WHAT YOU ARE ASKED TO DO:
Reproduce verbatim every line of the entries below, from the line containing "In this exercise you will indicate the wooden boat" through the last line of the entries, inclusive.

:::

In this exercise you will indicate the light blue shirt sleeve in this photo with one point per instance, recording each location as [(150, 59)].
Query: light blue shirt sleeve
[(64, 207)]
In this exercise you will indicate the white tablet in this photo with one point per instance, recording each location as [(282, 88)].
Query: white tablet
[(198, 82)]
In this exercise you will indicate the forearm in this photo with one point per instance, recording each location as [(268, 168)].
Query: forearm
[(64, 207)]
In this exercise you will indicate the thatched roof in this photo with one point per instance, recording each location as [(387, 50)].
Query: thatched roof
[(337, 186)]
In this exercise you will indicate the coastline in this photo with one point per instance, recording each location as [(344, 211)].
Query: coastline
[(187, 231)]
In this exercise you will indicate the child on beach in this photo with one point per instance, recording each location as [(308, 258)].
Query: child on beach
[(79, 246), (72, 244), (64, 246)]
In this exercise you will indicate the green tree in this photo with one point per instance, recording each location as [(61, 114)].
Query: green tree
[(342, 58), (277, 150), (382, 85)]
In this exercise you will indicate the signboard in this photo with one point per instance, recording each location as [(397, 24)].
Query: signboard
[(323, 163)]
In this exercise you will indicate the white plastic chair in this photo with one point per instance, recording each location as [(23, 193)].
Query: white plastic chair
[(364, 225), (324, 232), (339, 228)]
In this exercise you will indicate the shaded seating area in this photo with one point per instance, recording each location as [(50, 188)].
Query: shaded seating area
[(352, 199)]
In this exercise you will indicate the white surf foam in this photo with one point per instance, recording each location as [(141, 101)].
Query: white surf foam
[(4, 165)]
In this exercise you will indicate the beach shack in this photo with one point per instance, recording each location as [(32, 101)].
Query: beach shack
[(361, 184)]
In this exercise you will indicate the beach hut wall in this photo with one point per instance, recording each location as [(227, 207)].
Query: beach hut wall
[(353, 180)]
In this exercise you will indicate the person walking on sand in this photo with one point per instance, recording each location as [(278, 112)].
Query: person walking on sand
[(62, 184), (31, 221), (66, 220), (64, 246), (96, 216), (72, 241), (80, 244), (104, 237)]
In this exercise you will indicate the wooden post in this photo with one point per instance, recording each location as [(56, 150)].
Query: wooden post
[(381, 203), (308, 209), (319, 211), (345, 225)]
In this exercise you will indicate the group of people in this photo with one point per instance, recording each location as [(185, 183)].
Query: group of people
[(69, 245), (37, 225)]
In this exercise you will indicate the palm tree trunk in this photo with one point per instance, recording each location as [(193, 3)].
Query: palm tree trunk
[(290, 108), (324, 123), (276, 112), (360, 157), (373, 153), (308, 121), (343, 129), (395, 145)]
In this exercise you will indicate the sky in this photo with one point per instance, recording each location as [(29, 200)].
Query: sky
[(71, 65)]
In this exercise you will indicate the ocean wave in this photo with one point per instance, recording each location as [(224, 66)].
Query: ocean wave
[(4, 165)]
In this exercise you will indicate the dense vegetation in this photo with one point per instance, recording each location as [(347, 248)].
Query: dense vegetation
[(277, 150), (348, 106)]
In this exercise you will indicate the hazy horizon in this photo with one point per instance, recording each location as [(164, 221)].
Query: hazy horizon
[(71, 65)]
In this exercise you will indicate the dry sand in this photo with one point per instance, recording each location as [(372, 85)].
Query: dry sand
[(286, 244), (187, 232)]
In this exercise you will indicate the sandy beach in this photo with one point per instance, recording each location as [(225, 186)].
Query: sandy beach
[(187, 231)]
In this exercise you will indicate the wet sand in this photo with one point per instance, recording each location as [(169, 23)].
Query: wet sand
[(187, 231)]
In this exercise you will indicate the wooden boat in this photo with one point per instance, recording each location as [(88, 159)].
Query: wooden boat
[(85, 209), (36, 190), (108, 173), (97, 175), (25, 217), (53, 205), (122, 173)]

:::

SOLVED PROBLEM:
In this exercise you will indicate the wooden boat in this photo with one point per instance, recording each location as [(88, 159)].
Query: wooden boat
[(85, 209), (36, 190), (108, 173), (97, 175), (25, 217), (53, 205), (122, 173)]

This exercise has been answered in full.